== Task ==
Quote exactly, and only, the lines of the material below from the line with "Locate the rock outcrop" through the line with "Locate the sky".

== Records supplied ==

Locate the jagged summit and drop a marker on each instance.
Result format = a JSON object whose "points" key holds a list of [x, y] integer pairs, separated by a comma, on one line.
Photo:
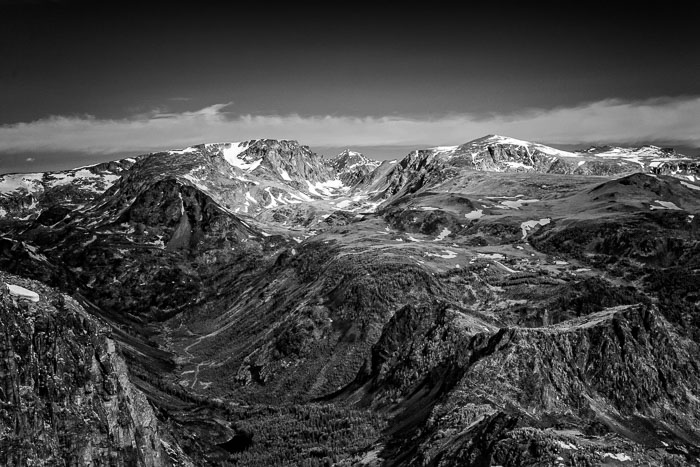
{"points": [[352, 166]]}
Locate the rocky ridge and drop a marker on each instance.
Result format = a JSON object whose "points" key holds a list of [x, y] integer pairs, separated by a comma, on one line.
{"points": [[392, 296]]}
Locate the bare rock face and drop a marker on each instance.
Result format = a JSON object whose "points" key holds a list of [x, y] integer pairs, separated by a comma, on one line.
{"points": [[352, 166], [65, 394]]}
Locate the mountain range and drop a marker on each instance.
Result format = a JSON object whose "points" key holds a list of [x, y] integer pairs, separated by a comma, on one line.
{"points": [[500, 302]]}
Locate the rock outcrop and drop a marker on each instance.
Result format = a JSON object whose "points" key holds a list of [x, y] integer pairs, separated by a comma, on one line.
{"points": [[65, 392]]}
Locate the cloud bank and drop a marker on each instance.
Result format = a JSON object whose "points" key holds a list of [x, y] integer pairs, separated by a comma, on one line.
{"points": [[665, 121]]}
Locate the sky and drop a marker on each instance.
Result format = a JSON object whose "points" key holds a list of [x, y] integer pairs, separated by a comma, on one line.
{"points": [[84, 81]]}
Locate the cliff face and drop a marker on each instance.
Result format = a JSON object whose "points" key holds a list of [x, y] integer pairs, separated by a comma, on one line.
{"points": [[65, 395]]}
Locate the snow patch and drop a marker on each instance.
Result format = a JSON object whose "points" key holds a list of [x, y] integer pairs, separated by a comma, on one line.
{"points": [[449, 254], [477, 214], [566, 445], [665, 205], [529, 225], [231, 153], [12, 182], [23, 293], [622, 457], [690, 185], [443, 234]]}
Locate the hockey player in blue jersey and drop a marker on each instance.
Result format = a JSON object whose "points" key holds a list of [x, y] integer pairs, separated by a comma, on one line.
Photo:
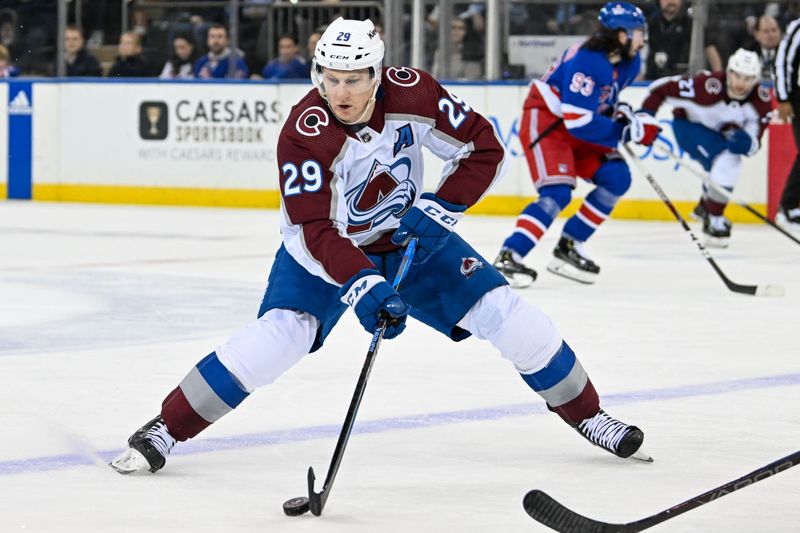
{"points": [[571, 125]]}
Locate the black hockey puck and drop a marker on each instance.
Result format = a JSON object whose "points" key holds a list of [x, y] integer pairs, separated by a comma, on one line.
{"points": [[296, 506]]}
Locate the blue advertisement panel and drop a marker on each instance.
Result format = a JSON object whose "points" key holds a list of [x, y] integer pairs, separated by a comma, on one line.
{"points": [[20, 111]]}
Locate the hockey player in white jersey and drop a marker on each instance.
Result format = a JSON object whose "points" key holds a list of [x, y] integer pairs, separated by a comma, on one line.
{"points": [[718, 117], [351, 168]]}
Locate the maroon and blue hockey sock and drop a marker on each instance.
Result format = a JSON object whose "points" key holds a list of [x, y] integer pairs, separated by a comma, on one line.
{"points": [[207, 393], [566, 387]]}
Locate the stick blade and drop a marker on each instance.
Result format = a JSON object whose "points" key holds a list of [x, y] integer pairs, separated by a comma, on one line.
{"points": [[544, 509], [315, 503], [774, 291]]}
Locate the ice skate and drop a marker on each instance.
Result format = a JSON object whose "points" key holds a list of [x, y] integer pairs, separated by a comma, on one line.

---

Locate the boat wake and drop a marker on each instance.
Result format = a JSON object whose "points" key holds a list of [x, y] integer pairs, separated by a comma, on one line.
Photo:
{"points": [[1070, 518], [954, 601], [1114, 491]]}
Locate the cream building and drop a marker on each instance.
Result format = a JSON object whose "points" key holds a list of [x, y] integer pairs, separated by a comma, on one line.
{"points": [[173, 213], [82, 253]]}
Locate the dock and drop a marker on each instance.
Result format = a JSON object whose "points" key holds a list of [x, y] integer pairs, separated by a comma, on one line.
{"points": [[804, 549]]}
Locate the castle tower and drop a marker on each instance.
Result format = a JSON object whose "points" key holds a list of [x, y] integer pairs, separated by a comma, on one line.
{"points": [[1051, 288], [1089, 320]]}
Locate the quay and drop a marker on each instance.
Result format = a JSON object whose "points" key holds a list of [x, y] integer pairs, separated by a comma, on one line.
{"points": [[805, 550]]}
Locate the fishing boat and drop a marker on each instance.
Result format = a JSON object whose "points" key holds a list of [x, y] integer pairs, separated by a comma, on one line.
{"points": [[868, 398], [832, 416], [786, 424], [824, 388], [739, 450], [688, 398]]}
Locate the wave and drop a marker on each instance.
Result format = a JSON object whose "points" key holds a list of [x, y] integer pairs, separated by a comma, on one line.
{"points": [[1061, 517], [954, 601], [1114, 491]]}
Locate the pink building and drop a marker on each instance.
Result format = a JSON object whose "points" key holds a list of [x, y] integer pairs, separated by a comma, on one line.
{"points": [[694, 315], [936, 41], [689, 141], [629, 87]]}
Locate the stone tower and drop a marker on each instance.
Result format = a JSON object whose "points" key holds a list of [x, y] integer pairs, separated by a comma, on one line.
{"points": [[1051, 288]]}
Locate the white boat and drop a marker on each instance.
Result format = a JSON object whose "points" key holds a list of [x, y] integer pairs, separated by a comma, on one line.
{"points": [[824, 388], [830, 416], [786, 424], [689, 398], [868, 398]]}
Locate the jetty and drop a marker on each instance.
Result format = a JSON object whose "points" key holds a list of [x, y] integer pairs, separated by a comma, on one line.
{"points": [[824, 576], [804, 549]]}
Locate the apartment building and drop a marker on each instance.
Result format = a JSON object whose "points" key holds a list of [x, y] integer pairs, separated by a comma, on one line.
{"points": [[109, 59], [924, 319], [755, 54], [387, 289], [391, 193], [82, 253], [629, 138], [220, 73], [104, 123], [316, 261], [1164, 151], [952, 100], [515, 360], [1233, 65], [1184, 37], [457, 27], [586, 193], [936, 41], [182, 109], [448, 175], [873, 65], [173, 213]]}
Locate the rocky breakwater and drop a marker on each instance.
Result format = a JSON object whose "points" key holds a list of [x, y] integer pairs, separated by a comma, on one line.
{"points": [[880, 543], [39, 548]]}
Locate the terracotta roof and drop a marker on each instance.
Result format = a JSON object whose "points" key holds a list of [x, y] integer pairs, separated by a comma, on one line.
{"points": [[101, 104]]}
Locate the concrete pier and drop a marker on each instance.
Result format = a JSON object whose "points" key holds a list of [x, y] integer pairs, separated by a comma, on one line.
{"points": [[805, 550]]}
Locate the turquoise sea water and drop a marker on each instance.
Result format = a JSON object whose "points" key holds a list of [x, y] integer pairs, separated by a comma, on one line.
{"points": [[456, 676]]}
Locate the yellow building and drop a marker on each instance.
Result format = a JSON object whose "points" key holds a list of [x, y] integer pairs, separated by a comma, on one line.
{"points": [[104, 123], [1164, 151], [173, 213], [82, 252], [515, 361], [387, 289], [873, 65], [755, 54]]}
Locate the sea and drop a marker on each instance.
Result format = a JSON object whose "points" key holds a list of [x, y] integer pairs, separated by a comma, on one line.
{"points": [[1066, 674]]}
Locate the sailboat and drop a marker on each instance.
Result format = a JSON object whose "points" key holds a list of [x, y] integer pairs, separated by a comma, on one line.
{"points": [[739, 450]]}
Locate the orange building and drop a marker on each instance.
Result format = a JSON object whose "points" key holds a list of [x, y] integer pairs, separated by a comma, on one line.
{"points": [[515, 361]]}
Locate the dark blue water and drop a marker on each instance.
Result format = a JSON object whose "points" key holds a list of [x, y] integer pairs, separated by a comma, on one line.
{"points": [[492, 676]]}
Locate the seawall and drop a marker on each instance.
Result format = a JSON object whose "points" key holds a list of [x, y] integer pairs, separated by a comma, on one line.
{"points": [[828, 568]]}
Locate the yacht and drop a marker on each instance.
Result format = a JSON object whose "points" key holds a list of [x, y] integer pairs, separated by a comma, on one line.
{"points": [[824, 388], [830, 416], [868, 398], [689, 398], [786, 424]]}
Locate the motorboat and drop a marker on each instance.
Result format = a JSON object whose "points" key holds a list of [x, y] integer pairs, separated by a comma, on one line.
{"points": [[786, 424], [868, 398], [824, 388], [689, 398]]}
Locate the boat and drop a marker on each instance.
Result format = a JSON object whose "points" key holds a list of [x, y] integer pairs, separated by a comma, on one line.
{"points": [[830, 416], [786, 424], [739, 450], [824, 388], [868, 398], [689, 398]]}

...

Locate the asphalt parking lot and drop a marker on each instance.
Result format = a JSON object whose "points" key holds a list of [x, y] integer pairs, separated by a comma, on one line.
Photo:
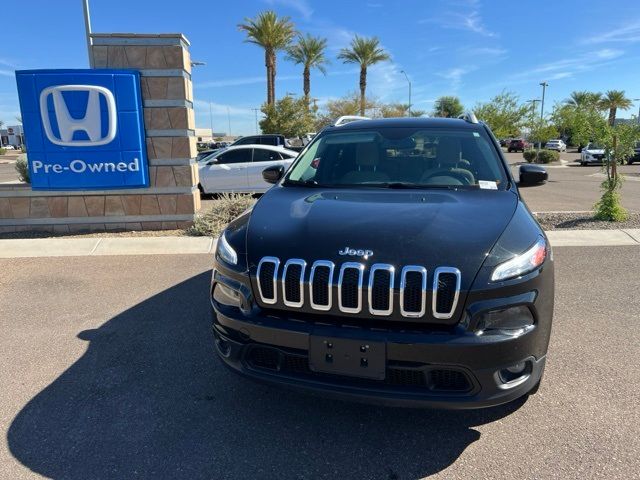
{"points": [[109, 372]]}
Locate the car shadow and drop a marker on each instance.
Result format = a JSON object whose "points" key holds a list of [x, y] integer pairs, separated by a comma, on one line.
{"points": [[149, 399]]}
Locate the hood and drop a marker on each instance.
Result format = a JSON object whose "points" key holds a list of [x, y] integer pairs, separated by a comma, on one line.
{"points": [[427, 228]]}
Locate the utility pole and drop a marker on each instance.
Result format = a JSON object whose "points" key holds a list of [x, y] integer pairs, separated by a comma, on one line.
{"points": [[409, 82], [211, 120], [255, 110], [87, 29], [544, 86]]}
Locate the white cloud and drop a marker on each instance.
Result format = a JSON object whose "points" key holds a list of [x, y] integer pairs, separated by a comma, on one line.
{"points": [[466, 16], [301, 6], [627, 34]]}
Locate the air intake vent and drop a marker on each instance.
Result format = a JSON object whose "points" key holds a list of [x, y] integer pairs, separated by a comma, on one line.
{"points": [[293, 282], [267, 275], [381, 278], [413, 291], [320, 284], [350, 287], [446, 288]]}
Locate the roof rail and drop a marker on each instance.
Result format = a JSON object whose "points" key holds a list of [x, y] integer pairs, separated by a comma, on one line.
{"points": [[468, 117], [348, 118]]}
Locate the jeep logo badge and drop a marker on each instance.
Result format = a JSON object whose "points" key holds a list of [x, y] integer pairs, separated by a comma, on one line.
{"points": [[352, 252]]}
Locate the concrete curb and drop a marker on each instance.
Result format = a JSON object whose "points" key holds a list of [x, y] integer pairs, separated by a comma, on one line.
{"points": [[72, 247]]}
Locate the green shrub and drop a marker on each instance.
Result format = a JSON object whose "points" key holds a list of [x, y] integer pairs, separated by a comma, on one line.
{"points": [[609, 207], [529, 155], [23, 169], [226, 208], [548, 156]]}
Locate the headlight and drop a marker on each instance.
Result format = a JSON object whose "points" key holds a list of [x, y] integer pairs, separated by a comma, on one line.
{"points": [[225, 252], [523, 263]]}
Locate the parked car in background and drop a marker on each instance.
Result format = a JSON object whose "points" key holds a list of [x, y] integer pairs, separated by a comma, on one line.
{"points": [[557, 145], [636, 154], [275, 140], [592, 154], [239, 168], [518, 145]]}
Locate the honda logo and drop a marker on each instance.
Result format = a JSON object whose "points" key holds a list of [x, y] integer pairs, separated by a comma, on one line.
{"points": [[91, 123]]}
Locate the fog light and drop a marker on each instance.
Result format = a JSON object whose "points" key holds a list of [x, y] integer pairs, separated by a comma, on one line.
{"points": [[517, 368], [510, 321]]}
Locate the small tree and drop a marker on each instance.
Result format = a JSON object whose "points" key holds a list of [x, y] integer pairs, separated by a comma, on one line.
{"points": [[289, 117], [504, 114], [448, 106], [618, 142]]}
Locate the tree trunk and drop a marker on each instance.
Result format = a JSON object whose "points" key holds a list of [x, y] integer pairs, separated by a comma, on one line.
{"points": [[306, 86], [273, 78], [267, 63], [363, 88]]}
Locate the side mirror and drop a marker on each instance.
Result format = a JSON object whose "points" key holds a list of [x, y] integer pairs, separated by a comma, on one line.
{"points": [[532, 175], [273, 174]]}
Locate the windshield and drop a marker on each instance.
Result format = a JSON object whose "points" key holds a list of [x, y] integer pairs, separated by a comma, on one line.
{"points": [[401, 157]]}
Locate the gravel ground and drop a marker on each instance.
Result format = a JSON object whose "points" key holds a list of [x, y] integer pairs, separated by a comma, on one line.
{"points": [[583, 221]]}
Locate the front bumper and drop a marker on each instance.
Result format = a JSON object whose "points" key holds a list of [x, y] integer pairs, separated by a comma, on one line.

== Result ==
Locate the rock outcrop and drop a marker on each instance.
Result format = a JSON object whose "points" key holds a list of [x, y] integer pairs, separated by a comma, on one line.
{"points": [[65, 392]]}
Locate the cloud bank and drop a marker on each instance.
Result format = a JSON object whose "points" key holds a list of [x, y] integer pairs, separated by a comma, on one line.
{"points": [[665, 121]]}
Locate the sky and drop a marker on each instance.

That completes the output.